Stored dataset items ->

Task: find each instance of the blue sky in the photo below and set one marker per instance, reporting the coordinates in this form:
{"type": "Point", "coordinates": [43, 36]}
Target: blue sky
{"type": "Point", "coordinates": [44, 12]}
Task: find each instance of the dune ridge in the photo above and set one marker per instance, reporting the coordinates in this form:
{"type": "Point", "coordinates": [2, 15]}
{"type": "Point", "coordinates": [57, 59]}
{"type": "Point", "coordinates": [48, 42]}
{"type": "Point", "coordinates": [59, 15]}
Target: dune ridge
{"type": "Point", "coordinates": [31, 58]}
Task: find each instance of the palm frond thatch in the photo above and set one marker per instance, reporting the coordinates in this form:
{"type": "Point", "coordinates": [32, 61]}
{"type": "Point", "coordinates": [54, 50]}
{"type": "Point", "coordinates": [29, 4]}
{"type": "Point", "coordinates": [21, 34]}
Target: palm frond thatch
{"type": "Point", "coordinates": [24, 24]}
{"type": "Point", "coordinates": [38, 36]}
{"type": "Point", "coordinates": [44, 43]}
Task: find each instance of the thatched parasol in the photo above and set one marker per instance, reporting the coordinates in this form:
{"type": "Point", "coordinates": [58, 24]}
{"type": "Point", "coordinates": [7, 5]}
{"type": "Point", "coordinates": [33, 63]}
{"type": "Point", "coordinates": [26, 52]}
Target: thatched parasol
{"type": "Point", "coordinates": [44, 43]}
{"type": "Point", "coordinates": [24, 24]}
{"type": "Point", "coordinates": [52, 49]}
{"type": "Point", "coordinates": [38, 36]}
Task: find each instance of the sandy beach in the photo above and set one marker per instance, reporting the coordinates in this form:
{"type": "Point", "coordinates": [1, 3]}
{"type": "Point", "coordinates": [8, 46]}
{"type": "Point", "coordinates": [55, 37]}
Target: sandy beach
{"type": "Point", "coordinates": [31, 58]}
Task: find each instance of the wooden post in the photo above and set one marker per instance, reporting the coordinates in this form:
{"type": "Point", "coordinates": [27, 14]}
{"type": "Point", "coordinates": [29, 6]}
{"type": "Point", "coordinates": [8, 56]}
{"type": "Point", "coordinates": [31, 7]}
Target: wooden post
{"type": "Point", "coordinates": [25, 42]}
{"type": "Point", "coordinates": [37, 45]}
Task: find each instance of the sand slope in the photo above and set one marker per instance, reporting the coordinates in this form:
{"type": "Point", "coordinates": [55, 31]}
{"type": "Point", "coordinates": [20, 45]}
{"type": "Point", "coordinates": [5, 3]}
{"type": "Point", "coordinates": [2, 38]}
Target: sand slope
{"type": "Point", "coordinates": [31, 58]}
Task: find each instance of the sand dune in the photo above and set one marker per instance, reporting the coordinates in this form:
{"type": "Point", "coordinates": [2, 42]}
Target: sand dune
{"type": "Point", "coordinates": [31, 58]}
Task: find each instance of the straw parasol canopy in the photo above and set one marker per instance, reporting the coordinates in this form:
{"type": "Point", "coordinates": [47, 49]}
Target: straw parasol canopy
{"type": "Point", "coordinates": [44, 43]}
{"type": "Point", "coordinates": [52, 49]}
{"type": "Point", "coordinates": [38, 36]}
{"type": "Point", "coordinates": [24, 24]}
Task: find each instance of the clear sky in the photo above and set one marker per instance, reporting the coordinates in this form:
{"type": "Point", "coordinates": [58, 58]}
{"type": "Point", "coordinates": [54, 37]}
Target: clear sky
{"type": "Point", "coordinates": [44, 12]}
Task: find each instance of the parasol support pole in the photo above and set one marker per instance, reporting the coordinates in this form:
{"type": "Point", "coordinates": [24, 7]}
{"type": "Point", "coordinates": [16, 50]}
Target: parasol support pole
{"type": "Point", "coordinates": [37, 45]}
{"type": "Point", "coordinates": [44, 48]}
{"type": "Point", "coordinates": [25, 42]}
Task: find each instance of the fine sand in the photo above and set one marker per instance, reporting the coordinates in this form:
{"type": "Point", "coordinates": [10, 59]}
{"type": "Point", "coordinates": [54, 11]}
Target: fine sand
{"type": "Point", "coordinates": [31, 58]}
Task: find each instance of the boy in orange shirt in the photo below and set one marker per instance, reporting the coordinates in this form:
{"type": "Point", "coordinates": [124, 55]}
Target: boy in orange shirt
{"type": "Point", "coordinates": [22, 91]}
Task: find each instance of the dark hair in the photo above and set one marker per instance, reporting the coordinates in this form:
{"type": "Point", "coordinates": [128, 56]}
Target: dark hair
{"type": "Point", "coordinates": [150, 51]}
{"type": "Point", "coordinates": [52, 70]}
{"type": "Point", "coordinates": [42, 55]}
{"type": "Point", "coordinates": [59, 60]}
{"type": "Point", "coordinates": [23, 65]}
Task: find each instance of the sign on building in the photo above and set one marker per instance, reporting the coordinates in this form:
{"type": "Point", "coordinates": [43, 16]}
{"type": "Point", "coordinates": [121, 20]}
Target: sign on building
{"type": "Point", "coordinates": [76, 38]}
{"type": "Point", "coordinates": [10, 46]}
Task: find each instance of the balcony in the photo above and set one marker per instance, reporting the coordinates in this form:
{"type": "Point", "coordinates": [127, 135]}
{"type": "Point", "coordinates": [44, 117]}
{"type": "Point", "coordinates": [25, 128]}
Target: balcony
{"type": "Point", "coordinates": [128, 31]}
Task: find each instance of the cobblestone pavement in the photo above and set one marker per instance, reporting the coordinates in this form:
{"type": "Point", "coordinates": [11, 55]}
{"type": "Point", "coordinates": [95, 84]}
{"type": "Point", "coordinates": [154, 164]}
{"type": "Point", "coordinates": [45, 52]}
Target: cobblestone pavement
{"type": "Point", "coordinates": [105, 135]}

Problem details -> Every record above needs to be copied exactly.

Response ->
Task: find each instance of the blue sky in the photo below and set one marker per instance, reporting the coordinates in this form:
{"type": "Point", "coordinates": [43, 36]}
Target: blue sky
{"type": "Point", "coordinates": [44, 12]}
Task: find each instance of the dune ridge in the photo above and set one marker per instance, reporting the coordinates in this form:
{"type": "Point", "coordinates": [2, 15]}
{"type": "Point", "coordinates": [57, 59]}
{"type": "Point", "coordinates": [48, 42]}
{"type": "Point", "coordinates": [59, 15]}
Target: dune ridge
{"type": "Point", "coordinates": [31, 58]}
Task: find each instance of the palm frond thatch in the photo above and set one marker per instance, reporting the coordinates in this form:
{"type": "Point", "coordinates": [32, 61]}
{"type": "Point", "coordinates": [54, 50]}
{"type": "Point", "coordinates": [29, 4]}
{"type": "Point", "coordinates": [21, 34]}
Target: palm frond thatch
{"type": "Point", "coordinates": [24, 24]}
{"type": "Point", "coordinates": [38, 36]}
{"type": "Point", "coordinates": [44, 43]}
Task: find each instance of the thatched parasol in the photo above and set one marker per instance, reporting the coordinates in this form:
{"type": "Point", "coordinates": [58, 24]}
{"type": "Point", "coordinates": [7, 5]}
{"type": "Point", "coordinates": [33, 63]}
{"type": "Point", "coordinates": [26, 52]}
Target: thatched parasol
{"type": "Point", "coordinates": [44, 43]}
{"type": "Point", "coordinates": [24, 24]}
{"type": "Point", "coordinates": [52, 49]}
{"type": "Point", "coordinates": [38, 36]}
Task: find each instance of the sandy beach in the photo above and set one marker per instance, reporting the coordinates in this form:
{"type": "Point", "coordinates": [1, 3]}
{"type": "Point", "coordinates": [8, 46]}
{"type": "Point", "coordinates": [55, 37]}
Target: sandy beach
{"type": "Point", "coordinates": [31, 58]}
Task: find each instance of the wooden post in the photo above and set one marker per instance, reporting the coordinates in this form:
{"type": "Point", "coordinates": [27, 14]}
{"type": "Point", "coordinates": [29, 6]}
{"type": "Point", "coordinates": [8, 56]}
{"type": "Point", "coordinates": [31, 7]}
Target: wooden post
{"type": "Point", "coordinates": [25, 42]}
{"type": "Point", "coordinates": [37, 45]}
Task: find each instance of the sand slope in the photo above and set one marker per instance, reporting the coordinates in this form:
{"type": "Point", "coordinates": [55, 31]}
{"type": "Point", "coordinates": [20, 45]}
{"type": "Point", "coordinates": [5, 3]}
{"type": "Point", "coordinates": [2, 38]}
Target: sand slope
{"type": "Point", "coordinates": [31, 58]}
Task: find each instance of the sand dune in the photo above and set one marker per instance, reporting the coordinates in this form:
{"type": "Point", "coordinates": [2, 42]}
Target: sand dune
{"type": "Point", "coordinates": [31, 58]}
Task: find each instance of the straw parasol canopy in the photo above and set one marker per instance, reporting the coordinates in this form:
{"type": "Point", "coordinates": [47, 49]}
Target: straw parasol canopy
{"type": "Point", "coordinates": [44, 43]}
{"type": "Point", "coordinates": [52, 49]}
{"type": "Point", "coordinates": [38, 36]}
{"type": "Point", "coordinates": [24, 24]}
Task: find each instance of the clear sky in the photo above and set one marker per instance, reporting the coordinates in this form:
{"type": "Point", "coordinates": [58, 58]}
{"type": "Point", "coordinates": [54, 37]}
Target: clear sky
{"type": "Point", "coordinates": [44, 12]}
Task: find each instance of the parasol support pole in the photo above and set one marker per instance, reporting the coordinates in this form:
{"type": "Point", "coordinates": [24, 7]}
{"type": "Point", "coordinates": [16, 50]}
Target: parasol support pole
{"type": "Point", "coordinates": [37, 45]}
{"type": "Point", "coordinates": [44, 48]}
{"type": "Point", "coordinates": [25, 42]}
Task: find each instance of the fine sand in the photo above and set one marker per instance, reporting the coordinates in this form:
{"type": "Point", "coordinates": [10, 59]}
{"type": "Point", "coordinates": [54, 11]}
Target: fine sand
{"type": "Point", "coordinates": [31, 58]}
Task: find each instance of the boy in orange shirt in the photo below and set one marker per instance, reporting the coordinates in this form:
{"type": "Point", "coordinates": [124, 55]}
Target: boy in orange shirt
{"type": "Point", "coordinates": [22, 91]}
Task: find each instance of the dark hair in the photo above and set one marker per instance, reporting the coordinates in this form:
{"type": "Point", "coordinates": [128, 56]}
Target: dark hair
{"type": "Point", "coordinates": [150, 51]}
{"type": "Point", "coordinates": [52, 70]}
{"type": "Point", "coordinates": [42, 55]}
{"type": "Point", "coordinates": [59, 60]}
{"type": "Point", "coordinates": [23, 65]}
Task: find each instance of the sign on building in the photo above and set one marker per instance, reporting the coordinates in this form:
{"type": "Point", "coordinates": [43, 16]}
{"type": "Point", "coordinates": [121, 20]}
Target: sign on building
{"type": "Point", "coordinates": [76, 38]}
{"type": "Point", "coordinates": [10, 46]}
Task: find each instance of the balcony in the photo above and set one marker per instance, reporting the coordinates in this form:
{"type": "Point", "coordinates": [127, 135]}
{"type": "Point", "coordinates": [44, 117]}
{"type": "Point", "coordinates": [25, 128]}
Target: balcony
{"type": "Point", "coordinates": [128, 31]}
Task: find each instance of the cobblestone pavement in the photo above and set one marker per instance, reporting the coordinates in this form:
{"type": "Point", "coordinates": [11, 55]}
{"type": "Point", "coordinates": [95, 84]}
{"type": "Point", "coordinates": [154, 164]}
{"type": "Point", "coordinates": [45, 52]}
Target: cobblestone pavement
{"type": "Point", "coordinates": [105, 135]}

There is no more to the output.